• Exercise 1
Name every environment variable in the environment variable list below that appears without a default value.
• Exercise 2
According to the environment variable list below, where should STATE_DB_PATH be kept for the lowest latency?

Key Environment Variables

VLLM_URL (default: http://localhost:8000)
MODEL_NAME (default: mitko)
ALLOWED_MODELS (default: MODEL_NAME)
PORT (default: 9000)
STATE_DB_PATH (default: ./sonic_state.db)
MAX_STEPS (default: 8)
MAX_TOOL_CALLS (default: 16)
TOOL_WAIT_TIMEOUT_SECONDS (default: 120)
BACKEND_CONNECT_TIMEOUT / BACKEND_READ_TIMEOUT
DEFAULT_TEMPERATURE (default: 0.2)
DEFAULT_TOP_P (default: 0.9)
MAX_INPUT_BYTES (default: 262144)
RATE_LIMIT_PER_MINUTE (default: 120)
REQUIRE_API_KEY / API_KEY
TOOL_ALLOWLIST (comma-separated, required for server tool execution)
ENABLE_SHELL_EXEC (default: false)
ENABLE_HTTP_GET (default: false)
FILESYSTEM_ROOT (default: .)

Performance notes:

Gateway now reuses persistent HTTP connections to vLLM (better batching/throughput).
For lowest latency, keep STATE_DB_PATH on fast local disk (or tmpfs if durability is not needed).

• Excerpted data

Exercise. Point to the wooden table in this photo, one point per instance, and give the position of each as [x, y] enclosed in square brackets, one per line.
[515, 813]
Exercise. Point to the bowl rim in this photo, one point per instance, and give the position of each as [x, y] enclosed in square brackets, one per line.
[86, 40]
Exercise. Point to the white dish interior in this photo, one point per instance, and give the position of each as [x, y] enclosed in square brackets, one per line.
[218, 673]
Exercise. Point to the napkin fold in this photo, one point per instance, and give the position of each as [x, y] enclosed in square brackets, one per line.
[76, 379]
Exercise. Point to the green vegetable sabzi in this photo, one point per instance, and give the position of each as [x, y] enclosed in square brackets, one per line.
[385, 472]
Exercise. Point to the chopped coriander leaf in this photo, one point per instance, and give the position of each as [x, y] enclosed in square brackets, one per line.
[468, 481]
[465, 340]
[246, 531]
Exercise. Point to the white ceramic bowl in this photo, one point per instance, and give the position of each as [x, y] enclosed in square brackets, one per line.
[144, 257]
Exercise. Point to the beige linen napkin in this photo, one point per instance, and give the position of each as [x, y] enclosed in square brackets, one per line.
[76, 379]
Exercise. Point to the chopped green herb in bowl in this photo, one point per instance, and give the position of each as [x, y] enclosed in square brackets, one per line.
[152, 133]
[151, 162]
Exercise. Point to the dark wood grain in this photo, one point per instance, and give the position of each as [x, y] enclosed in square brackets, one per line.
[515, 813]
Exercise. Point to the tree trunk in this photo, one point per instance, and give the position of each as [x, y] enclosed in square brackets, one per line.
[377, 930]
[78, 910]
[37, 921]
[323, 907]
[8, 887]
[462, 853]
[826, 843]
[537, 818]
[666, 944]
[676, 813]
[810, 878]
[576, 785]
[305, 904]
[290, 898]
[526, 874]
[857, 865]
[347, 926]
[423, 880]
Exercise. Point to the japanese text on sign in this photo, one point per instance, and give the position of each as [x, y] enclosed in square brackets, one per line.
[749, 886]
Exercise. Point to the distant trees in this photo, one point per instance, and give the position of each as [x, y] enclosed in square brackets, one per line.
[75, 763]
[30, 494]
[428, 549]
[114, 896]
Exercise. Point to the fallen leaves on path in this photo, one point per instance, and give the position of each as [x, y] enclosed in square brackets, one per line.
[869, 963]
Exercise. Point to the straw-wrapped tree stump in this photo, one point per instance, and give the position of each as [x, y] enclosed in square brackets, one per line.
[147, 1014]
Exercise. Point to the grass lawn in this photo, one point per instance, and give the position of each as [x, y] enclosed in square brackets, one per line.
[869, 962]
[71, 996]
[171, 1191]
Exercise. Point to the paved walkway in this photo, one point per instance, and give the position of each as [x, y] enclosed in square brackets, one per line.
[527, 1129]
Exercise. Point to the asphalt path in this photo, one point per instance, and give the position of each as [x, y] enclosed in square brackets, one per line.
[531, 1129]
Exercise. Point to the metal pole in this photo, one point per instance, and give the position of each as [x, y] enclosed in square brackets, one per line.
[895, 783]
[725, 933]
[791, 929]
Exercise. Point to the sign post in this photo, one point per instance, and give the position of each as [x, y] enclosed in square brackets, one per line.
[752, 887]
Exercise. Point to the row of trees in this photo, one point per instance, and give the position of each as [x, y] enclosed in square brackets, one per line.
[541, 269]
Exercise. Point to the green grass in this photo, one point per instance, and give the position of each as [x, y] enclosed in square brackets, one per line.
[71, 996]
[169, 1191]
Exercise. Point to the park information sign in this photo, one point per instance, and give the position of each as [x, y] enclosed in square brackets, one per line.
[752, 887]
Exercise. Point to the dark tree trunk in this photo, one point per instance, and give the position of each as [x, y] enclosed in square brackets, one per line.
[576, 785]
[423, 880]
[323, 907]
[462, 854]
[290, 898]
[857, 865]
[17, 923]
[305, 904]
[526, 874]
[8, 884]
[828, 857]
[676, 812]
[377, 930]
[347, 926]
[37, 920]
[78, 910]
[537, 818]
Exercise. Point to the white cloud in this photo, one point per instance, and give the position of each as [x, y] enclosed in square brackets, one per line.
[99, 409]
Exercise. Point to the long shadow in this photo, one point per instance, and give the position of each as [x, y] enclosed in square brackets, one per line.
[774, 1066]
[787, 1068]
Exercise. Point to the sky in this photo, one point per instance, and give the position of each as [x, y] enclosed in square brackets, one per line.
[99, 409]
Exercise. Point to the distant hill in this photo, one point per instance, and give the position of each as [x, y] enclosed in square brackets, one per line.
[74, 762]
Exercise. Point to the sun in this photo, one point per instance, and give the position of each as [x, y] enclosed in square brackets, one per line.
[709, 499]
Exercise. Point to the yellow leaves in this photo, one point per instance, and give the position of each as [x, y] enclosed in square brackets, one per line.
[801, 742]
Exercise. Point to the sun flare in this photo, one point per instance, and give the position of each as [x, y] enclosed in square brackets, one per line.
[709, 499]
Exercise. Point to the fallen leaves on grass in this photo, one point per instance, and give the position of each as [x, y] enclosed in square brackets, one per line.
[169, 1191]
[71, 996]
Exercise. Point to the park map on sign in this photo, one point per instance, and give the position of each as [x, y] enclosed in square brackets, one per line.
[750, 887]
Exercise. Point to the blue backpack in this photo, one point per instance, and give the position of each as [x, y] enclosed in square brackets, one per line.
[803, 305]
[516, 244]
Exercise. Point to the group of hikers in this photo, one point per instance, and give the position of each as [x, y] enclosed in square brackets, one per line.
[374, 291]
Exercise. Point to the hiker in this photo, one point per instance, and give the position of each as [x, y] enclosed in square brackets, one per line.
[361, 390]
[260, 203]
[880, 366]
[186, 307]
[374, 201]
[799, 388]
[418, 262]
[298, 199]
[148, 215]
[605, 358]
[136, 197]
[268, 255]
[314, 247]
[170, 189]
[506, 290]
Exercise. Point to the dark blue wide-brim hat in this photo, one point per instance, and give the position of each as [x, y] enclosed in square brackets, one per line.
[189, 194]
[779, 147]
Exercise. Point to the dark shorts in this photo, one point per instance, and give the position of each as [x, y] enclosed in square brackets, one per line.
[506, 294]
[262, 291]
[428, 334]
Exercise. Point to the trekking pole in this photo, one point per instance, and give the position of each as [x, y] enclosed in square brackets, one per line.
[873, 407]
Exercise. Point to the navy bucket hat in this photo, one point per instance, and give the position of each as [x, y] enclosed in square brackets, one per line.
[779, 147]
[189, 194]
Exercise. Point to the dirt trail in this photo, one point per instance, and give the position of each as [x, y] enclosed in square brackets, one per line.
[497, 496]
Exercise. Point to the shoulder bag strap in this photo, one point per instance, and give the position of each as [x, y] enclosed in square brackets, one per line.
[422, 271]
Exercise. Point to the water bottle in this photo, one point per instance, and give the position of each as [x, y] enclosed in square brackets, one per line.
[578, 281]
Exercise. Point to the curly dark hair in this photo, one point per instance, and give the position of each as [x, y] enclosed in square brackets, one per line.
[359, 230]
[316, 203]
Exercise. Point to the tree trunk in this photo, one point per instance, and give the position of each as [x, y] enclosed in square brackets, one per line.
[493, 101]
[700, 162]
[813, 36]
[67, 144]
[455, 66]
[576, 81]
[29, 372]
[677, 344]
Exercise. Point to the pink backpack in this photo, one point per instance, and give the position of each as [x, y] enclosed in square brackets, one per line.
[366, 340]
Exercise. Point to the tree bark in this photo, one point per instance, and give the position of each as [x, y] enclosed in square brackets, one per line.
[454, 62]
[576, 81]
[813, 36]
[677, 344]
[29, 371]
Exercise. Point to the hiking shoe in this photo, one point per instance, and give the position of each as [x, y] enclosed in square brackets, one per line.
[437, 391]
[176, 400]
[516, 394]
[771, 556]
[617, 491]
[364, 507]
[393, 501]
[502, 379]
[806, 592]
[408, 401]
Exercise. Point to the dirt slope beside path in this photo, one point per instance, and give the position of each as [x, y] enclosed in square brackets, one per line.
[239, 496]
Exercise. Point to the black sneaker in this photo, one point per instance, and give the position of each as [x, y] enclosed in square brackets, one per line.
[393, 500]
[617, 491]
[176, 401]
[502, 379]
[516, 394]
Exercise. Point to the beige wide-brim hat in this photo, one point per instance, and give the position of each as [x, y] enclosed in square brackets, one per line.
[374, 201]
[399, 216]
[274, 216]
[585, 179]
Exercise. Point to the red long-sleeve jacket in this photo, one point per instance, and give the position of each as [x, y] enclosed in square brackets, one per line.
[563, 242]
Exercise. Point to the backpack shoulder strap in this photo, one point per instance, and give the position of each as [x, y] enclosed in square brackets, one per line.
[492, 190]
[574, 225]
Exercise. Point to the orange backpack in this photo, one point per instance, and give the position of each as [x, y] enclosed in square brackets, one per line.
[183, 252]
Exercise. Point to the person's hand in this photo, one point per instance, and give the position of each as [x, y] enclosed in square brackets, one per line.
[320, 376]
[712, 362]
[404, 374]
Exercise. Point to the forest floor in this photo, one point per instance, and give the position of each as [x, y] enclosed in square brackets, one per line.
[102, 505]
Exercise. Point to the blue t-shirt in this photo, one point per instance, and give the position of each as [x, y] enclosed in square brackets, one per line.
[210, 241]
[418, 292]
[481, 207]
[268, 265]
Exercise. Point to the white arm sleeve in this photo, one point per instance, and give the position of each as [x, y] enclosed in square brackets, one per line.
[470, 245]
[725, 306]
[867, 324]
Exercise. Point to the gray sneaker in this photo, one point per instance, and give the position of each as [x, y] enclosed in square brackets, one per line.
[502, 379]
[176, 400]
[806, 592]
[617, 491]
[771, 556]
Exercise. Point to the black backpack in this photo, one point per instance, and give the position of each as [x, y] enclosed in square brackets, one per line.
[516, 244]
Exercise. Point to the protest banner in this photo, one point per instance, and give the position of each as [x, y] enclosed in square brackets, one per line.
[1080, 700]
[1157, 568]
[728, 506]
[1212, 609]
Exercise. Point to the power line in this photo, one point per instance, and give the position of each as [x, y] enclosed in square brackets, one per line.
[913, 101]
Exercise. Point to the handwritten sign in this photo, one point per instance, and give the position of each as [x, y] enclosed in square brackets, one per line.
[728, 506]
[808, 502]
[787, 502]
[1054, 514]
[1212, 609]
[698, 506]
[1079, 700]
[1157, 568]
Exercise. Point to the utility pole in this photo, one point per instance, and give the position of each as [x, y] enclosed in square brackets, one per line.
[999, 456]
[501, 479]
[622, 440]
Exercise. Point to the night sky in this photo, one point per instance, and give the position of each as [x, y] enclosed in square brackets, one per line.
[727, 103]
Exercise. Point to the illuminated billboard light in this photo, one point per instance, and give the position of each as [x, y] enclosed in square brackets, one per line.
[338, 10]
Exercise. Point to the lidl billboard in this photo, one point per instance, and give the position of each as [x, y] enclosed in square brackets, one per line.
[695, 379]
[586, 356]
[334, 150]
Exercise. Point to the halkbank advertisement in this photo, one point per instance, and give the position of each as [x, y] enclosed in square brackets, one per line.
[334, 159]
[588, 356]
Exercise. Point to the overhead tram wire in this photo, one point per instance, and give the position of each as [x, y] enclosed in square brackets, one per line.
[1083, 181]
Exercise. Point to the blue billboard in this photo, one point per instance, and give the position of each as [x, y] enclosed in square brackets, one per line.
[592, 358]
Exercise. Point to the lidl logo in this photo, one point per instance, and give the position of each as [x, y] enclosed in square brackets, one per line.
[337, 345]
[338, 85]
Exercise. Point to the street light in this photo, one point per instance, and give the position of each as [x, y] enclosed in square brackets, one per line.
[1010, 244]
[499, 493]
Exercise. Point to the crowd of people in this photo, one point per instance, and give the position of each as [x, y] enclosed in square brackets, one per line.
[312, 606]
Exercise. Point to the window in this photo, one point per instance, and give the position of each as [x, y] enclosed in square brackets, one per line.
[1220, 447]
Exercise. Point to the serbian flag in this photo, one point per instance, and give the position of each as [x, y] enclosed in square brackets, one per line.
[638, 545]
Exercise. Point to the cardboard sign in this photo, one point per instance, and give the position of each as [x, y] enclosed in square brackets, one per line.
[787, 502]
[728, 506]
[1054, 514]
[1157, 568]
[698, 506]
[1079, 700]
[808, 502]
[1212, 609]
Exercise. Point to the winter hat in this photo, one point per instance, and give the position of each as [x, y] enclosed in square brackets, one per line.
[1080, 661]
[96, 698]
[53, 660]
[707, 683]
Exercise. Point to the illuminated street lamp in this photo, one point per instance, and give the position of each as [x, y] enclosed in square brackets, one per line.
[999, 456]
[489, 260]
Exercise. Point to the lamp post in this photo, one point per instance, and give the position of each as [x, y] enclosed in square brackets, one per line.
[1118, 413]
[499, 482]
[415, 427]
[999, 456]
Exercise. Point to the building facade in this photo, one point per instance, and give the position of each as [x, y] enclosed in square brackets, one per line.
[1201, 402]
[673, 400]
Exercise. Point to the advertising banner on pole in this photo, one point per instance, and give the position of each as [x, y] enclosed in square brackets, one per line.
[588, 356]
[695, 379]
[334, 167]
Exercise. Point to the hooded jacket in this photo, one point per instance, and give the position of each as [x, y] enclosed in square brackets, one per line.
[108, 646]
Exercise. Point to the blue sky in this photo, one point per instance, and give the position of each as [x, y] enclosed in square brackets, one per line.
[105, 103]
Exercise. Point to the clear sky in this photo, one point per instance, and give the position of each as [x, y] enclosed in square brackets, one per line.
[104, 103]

• Written response 1
BACKEND_CONNECT_TIMEOUT, BACKEND_READ_TIMEOUT, REQUIRE_API_KEY, API_KEY, TOOL_ALLOWLIST

• Written response 2
On fast local disk, or on tmpfs if durability is not needed.